- **Available records**:
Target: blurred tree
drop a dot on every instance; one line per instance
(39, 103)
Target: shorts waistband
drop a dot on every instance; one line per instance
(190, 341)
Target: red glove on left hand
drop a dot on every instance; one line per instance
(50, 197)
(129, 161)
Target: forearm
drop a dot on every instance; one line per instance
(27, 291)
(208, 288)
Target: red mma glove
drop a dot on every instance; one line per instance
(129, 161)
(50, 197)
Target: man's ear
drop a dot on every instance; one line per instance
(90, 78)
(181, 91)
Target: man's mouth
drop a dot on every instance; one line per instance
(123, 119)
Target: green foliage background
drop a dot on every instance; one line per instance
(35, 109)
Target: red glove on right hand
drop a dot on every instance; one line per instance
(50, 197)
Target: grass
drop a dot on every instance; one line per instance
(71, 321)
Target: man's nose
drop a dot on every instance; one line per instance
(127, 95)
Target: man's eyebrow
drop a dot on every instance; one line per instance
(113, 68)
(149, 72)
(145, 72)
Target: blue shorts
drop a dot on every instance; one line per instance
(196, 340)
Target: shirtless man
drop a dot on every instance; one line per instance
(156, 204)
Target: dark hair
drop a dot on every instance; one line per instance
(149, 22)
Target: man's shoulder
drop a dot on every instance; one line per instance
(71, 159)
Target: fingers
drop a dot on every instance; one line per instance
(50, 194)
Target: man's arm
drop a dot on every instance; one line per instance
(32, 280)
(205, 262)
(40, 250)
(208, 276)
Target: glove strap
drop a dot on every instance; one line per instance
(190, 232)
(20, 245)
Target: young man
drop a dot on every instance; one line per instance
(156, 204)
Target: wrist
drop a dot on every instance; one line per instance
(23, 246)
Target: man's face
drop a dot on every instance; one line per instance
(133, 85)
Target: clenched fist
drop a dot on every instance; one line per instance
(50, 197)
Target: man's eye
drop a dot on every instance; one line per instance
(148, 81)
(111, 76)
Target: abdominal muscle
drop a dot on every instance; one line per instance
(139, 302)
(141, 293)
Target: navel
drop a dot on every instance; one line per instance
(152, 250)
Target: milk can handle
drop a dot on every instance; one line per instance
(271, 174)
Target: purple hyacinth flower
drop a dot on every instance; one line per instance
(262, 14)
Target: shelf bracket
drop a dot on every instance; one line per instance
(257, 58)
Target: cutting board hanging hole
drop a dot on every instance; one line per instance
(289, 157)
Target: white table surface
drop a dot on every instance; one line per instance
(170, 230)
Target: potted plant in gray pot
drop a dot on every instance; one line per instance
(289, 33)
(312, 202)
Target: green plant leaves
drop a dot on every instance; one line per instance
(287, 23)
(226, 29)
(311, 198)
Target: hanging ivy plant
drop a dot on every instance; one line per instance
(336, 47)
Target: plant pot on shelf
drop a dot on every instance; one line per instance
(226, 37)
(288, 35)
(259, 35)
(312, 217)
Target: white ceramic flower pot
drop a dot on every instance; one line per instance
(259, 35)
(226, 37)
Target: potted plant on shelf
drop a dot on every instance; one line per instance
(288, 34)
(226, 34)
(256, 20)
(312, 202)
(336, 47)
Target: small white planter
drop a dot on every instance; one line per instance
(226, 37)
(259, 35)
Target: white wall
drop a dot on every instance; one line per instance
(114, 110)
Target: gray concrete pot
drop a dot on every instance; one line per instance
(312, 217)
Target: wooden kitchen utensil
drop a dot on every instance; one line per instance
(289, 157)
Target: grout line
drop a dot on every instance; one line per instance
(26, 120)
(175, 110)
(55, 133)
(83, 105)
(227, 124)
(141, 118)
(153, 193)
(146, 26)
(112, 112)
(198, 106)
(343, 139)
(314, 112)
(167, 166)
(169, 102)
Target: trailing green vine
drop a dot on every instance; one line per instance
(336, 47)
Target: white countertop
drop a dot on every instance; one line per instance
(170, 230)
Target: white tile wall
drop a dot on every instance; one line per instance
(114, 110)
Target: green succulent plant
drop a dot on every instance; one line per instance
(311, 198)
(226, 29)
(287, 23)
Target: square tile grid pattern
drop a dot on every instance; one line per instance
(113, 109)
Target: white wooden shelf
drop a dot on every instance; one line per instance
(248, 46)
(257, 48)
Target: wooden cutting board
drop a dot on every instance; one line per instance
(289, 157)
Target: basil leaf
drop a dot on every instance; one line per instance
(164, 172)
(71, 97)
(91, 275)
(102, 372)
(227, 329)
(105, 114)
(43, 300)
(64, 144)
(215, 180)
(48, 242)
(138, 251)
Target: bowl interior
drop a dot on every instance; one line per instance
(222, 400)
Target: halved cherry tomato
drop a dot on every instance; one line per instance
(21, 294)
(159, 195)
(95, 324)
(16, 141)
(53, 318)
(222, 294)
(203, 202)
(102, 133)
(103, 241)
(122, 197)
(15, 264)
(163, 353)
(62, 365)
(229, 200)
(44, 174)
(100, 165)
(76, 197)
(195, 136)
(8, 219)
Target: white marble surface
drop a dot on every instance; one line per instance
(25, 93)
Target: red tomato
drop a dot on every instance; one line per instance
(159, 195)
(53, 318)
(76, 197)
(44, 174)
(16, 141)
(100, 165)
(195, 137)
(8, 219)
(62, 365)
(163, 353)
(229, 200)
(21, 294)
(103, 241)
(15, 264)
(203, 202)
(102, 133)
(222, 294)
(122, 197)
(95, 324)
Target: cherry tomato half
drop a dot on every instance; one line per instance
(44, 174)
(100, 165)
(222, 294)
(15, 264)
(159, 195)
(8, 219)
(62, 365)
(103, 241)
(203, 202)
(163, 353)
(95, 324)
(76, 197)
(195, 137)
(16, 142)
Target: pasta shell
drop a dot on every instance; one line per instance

- **Task objective**: What you return must match the records exactly, line for line.

- **Task response**:
Target: blurred tree
drop a dot on every instance; one line per instance
(39, 103)
Target: shorts waistband
drop a dot on every instance; one line per instance
(190, 341)
Target: red glove on left hand
drop a dot on every instance; one line per instance
(50, 197)
(129, 161)
Target: forearm
drop a dot on every instance; one line per instance
(27, 291)
(208, 288)
Target: red mma glove
drop a dot on every instance; one line per instance
(129, 161)
(50, 197)
Target: man's ear
drop a dot on every instance; one line per instance
(90, 78)
(181, 91)
Target: man's mouth
drop a dot on every instance; one line per instance
(123, 119)
Target: green foliage background
drop a dot on every instance; one line per instance
(35, 109)
Target: red glove on right hand
drop a dot on every instance; one line per instance
(50, 197)
Target: grass
drop a dot on every instance; one line per instance
(71, 321)
Target: man's nose
drop a dot on every instance; one line per instance
(127, 95)
Target: man's eyebrow
drop a dot on every instance; one line per instance
(113, 68)
(149, 72)
(145, 72)
Target: blue shorts
drop a dot on every instance; one line per instance
(196, 340)
Target: shirtless man
drop a dot on every instance; one line per instance
(156, 204)
Target: dark hair
drop a dot on every instance; one line per instance
(149, 22)
Target: man's shoulder
drop a dot on every instance; one line per instance
(71, 159)
Target: fingers
drop a dot on every instance; one line per instance
(50, 194)
Target: man's arm
drop a dot on every instance; one line per instance
(32, 280)
(205, 262)
(40, 250)
(208, 276)
Target: glove strap
drop a dot on every instance; one line per instance
(190, 232)
(20, 245)
Target: young man
drop a dot on every instance; one line per instance
(156, 204)
Target: wrist
drop a dot on every instance; one line per instance
(23, 246)
Target: man's face
drop a dot on every instance; one line per instance
(133, 85)
Target: clenched fist
drop a dot on every instance; one line per instance
(50, 197)
Target: man's eye
drop a dot on every instance; one line per instance
(148, 81)
(111, 76)
Target: abdominal muscle
drop a dot on every instance; one line per instance
(139, 302)
(141, 293)
Target: navel
drop a dot on every instance; one line per instance
(152, 250)
Target: milk can handle
drop a dot on every instance; one line per instance
(271, 174)
Target: purple hyacinth flower
drop a dot on every instance; one line per instance
(262, 14)
Target: shelf bracket
drop a dot on every instance; one line per instance
(257, 58)
Target: cutting board hanging hole
drop a dot on every instance; one line per instance
(289, 157)
Target: white table surface
drop a dot on every instance; one line per instance
(170, 230)
Target: potted plant in gray pot
drop a dot on every instance; one line per instance
(289, 33)
(312, 202)
Target: green plant leaves
drop a dot on every instance; one line per instance
(287, 23)
(226, 29)
(311, 198)
Target: hanging ivy plant
drop a dot on every instance; one line per instance
(336, 47)
Target: plant pot on shelf
drop a dot on every instance; one line per instance
(226, 37)
(288, 35)
(259, 35)
(312, 217)
Target: white ceramic flower pot
drop a dot on every instance; one line per instance
(259, 35)
(226, 37)
Target: potted plant on shelf
drop a dot on every instance; one line per instance
(288, 34)
(226, 34)
(256, 20)
(312, 202)
(336, 47)
Target: small white planter
drop a dot on every instance; one line per instance
(226, 37)
(259, 35)
Target: white wall
drop a dot on every instance; one line per instance
(114, 110)
Target: gray concrete pot
drop a dot on every instance; one line per instance
(312, 217)
Target: wooden kitchen utensil
drop a dot on every instance; one line per instance
(289, 157)
Target: grout line
drop a dot on every instance; one line per instance
(26, 120)
(175, 110)
(55, 133)
(83, 105)
(227, 124)
(141, 118)
(153, 193)
(146, 26)
(112, 112)
(198, 106)
(343, 139)
(314, 112)
(167, 166)
(169, 102)
Target: trailing green vine
drop a dot on every instance; one line per instance
(336, 47)
Target: white countertop
drop a dot on every instance; one line per instance
(170, 230)
Target: white tile wall
drop a dot on every instance; one line per instance
(114, 110)
Target: green succulent plant
drop a dot on every instance; one line per instance
(311, 198)
(226, 29)
(287, 23)
Target: square tile grid pattern
drop a dot on every instance; one line per instance
(113, 109)
Target: white wooden shelf
drop a dot on every instance; one line per instance
(248, 46)
(257, 48)
Target: wooden cutting board
drop a dot on every instance; one line per instance
(289, 157)
Target: basil leaf
drop a dot on every instance; one line per instance
(164, 172)
(71, 97)
(91, 275)
(102, 372)
(227, 329)
(105, 114)
(43, 300)
(64, 144)
(215, 180)
(48, 242)
(138, 251)
Target: bowl interior
drop a dot on every instance; one line per instance
(222, 400)
Target: halved cherry tomato
drop a dot on every instance; one line per instance
(21, 294)
(159, 195)
(95, 324)
(16, 141)
(53, 318)
(222, 294)
(203, 202)
(102, 133)
(103, 241)
(122, 197)
(15, 264)
(163, 353)
(62, 365)
(229, 200)
(44, 174)
(100, 165)
(76, 197)
(195, 136)
(8, 219)
Target: white marble surface
drop a dot on every instance; one line per instance
(25, 93)
Target: red tomato
drop a dot on every instance; one line per instance
(159, 195)
(53, 318)
(76, 197)
(44, 174)
(16, 141)
(100, 165)
(195, 137)
(8, 219)
(62, 365)
(163, 353)
(229, 200)
(21, 294)
(103, 241)
(15, 264)
(203, 202)
(102, 133)
(222, 294)
(122, 197)
(95, 324)
Target: cherry tomato half
drop a dot on every instance; one line per instance
(44, 174)
(100, 165)
(222, 294)
(15, 264)
(159, 195)
(8, 219)
(62, 365)
(103, 241)
(203, 202)
(163, 353)
(95, 324)
(76, 197)
(195, 137)
(16, 142)
Target: pasta shell
drop a dot on every instance; one line per instance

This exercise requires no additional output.